**SOURCE INFORMATION**
════

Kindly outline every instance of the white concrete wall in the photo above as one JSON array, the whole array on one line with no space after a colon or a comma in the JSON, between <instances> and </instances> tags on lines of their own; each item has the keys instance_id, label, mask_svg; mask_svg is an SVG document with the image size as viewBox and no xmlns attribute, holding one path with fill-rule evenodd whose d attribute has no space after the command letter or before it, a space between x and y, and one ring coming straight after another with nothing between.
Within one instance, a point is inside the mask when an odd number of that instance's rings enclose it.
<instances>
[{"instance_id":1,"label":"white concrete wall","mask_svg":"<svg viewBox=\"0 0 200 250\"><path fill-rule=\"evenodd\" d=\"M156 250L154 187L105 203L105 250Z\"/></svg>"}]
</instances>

════

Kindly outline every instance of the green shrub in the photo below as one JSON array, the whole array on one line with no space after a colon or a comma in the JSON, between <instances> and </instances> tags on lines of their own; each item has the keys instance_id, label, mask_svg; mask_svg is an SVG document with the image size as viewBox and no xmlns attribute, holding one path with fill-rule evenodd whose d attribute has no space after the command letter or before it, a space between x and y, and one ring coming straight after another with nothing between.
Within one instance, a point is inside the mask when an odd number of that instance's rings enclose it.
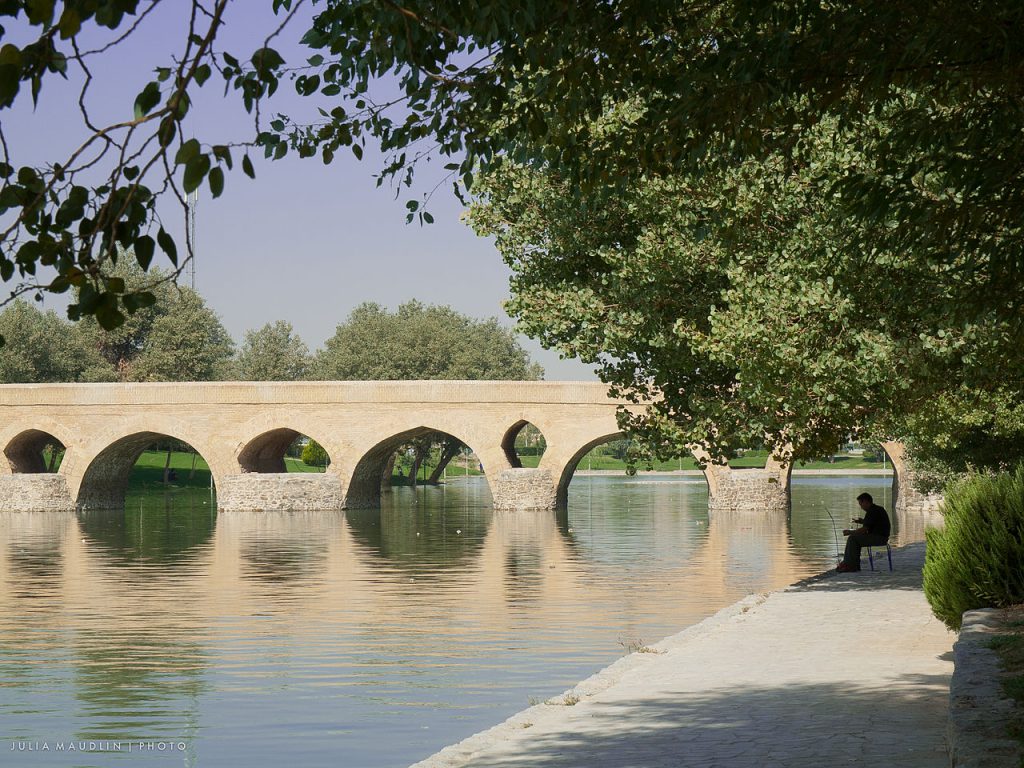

════

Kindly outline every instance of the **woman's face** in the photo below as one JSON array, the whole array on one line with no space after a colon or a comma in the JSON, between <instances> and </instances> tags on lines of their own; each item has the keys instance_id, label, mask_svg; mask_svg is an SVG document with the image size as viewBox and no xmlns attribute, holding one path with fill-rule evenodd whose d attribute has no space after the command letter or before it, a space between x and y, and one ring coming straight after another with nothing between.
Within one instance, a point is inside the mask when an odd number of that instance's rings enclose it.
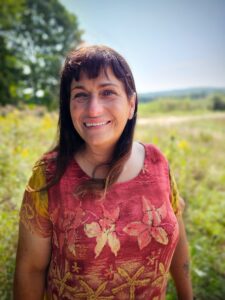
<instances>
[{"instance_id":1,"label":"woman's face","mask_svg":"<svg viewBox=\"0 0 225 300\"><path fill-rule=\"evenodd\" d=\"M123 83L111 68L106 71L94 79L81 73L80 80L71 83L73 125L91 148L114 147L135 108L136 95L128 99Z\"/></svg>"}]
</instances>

════

**THE PROBLEM**
Search the listing above for the word "between", and copy every line that has it.

**SOLUTION TO THIS EXERCISE**
Kindly outline every instance of the white concrete wall in the photo above as one JSON array, the whole array on one line with no space after a colon or a comma in the JSON, between <instances> and </instances> tags on lines of their own; each item has the keys instance_id, label, mask_svg; mask_svg is an SVG document with the image size as viewBox and no xmlns attribute, holding one path with fill-rule evenodd whose d attribute has no space after the command letter or before it, a space between x and y, and one ring coming straight after another with nothing between.
Kindly outline every instance of the green shrub in the photo below as one JSON array, the whole array on one line with no space after a colon or a comma in the JSON, between <instances> and </instances> tags on lines of their own; each item has the keys instance_id, label, mask_svg; mask_svg is an SVG document with the image size as viewBox and no xmlns attribute, holding one path with fill-rule evenodd whose d attribute has no space after the command letter or before it, a space between x and y, and one ring coming straight after another with nothing between.
Kindly outline every instance of the **woman's face** in the photo below as one JSON array, the whole array on one line with no space after a colon or a comma in the JSON, between <instances> and </instances> tags on lines of their own; each item has the keys instance_id, label, mask_svg; mask_svg is an SVG document with the image size as viewBox and no xmlns attribute, holding one path with fill-rule evenodd whose d attribute has no space after the command letter or before it, a space between x and y, and one ring coming straight after another with nothing between.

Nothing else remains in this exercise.